• Source:
++++++
Lama v Minister for Immigration and Multicultural Affairs
[2000] FCA 546
•5 APRIL 2000
FEDERAL COURT OF AUSTRALIA
Lama v Minister for Immigration & Multicultural Affairs [2000] FCA 546
ANG LAMA v MINISTER FOR IMMIGRATION & MULTICULTURAL AFFAIRS
N 1287 OF 1999
HELY J
5 APRIL 2000
SYDNEY
IN THE FEDERAL COURT OF AUSTRALIA
NEW SOUTH WALES DISTRICT REGISTRY
N 1287 OF 1999
BETWEEN:
ANG LAMA
APPLICANTAND:
MINISTER FOR IMMIGRATION & MULTICULTURAL AFFAIRS
RESPONDENTJUDGE:
HELY J
DATE OF ORDER:
5 APRIL 2000
WHERE MADE:
SYDNEY
THE COURT ORDERS THAT:
1. Application dismissed with costs.
Note: Settlement and entry of orders is dealt with in Order 36 of the Federal Court Rules.
++++++
• Raw data:

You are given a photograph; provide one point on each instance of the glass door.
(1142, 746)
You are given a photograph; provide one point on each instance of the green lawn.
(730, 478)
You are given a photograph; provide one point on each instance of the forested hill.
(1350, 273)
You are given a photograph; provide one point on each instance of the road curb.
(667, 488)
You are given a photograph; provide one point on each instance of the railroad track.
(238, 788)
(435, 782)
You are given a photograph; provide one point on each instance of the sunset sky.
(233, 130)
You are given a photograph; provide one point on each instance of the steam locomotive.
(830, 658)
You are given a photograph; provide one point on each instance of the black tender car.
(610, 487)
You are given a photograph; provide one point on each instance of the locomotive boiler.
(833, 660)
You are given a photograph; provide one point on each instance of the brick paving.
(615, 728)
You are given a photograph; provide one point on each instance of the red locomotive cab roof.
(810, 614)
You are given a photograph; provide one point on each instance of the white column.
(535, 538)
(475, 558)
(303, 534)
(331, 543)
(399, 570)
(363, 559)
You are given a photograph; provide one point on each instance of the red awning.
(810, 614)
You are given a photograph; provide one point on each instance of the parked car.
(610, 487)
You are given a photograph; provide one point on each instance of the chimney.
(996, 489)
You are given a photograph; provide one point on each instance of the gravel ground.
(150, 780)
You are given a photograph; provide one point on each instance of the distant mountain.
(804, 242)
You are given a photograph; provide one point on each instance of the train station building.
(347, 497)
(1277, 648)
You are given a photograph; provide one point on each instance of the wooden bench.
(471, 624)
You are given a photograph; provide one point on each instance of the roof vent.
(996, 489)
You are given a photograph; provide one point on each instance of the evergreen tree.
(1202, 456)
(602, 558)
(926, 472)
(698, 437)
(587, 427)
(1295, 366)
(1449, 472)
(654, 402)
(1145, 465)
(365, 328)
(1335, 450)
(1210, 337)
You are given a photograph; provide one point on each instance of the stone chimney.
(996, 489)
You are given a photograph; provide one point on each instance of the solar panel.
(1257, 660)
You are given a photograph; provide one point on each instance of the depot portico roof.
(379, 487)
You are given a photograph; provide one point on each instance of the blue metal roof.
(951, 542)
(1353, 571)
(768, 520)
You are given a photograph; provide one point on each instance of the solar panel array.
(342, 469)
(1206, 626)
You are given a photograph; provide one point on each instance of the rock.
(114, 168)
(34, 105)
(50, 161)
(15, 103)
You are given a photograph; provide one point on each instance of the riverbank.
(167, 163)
++++++
• Exercise requirements: In the court order in Lama v Minister for Immigration and Multicultural Affairs, what did the court order?

• Response: The application was dismissed with costs.